PASSAGE SHOWN:
========
Does anyone have any experience with SAS or R? Any recommendations on which one to use for statistical analysis on large clinical data sets? I prefer to use Mac OS, but can use Windows on a virtual machine if I need to. Also, I’m new to the statistics game if you have any recommendations with regard to getting up to speed on either programs I would greatly appreciate it.
really depends. I've used both. SAS has a pretty steep learning curve, R is a bit more intuitive. SAS is a bit better to handle really really large datasets, but not sure you'll hit that size. SAS is often considered foundational at a lot of places, so there might be more institutional support (biostats peeps, user groups, etc.). Honestly, I'd pick whatever you research group or collaborators have experience with. That way you have easy access to experienced users if you get stuck.
I ran SAS on my macbook pro using VMware Fusion, got me through grad school but it did strain my laptop a bit so make sure you have enough RAM and otherwise high performing enough system (more than SAS says you need). There's also a free university edition that gets you a SAS version that lets you do a lot of things, additional training, and works on mac or pc. It is more limited than the education version you purchase through school, but depending on what you need that might not be an issue.
========
RECORDS SUPPLIED:
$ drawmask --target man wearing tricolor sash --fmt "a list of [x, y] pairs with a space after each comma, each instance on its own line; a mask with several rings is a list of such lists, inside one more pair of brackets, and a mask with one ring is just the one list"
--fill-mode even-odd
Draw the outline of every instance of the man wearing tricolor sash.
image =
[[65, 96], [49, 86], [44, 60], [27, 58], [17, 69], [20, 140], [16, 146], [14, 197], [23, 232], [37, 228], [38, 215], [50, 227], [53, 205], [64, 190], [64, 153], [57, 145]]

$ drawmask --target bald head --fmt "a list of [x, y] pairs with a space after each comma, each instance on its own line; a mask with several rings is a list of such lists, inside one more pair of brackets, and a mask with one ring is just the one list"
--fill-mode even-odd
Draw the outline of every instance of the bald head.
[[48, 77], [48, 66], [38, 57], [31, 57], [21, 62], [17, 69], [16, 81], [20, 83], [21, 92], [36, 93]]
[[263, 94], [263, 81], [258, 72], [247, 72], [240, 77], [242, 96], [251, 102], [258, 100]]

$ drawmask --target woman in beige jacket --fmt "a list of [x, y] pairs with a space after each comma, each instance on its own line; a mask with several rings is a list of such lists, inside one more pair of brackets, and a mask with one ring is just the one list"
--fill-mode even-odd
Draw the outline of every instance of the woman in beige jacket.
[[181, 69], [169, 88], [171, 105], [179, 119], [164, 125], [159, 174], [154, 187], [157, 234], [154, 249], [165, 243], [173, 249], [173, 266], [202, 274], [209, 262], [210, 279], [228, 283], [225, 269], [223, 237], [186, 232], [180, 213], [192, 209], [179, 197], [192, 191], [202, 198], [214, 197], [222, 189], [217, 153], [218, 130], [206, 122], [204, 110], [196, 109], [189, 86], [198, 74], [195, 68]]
========
WORK ORDER A:
Restate the SAS-versus-R discussion, starting with "I ran SAS on" and going on through "be an issue.", and swap "VMware Fusion" for "Parallels Desktop".
WORK ORDER B:
Answer these questions using the SAS-versus-R discussion:
(i) Which operating system does the person asking prefer to use?
(ii) Which program does the first reply call a bit more intuitive?
(iii) What software did one poster use to run SAS on a MacBook Pro?
WORK ORDER C:
Continue the SAS-versus-R discussion after its last sentence.

OUTPUT A:
I ran SAS on my macbook pro using Parallels Desktop, got me through grad school but it did strain my laptop a bit so make sure you have enough RAM and otherwise high performing enough system (more than SAS says you need). There's also a free university edition that gets you a SAS version that lets you do a lot of things, additional training, and works on mac or pc. It is more limited than the education version you purchase through school, but depending on what you need that might not be an issue.

OUTPUT B:
(i) Mac OS
(ii) R
(iii) VMware Fusion

OUTPUT C:
SAS resources- SAS website, UCLA SAS site, The Little SAS Book, and I really recommend SAS for Epidemiologists by Charles DiMaggio which is essentially book form of a semester long SAS class and available for download as an ebook. can't remember what I paid for it, but it was well worth it. there's also SAS classes on sites like Udemy, coursera, edX etc.
R was more intuitive to me, but I didn't spend as much time learning it since grad school emphasized SAS. R runs more like a programming language, so you can get it to do other stuff like run programs on your computer. One group used it to run a program to automatically pull QC data off their clinical lab chem analyzer and analyze it. Quite a few places are moving to R.
R- most of my learning in R has been conference type settings and web resources, but there are R books on amazon and free online courses on the same edX and coursera type sites.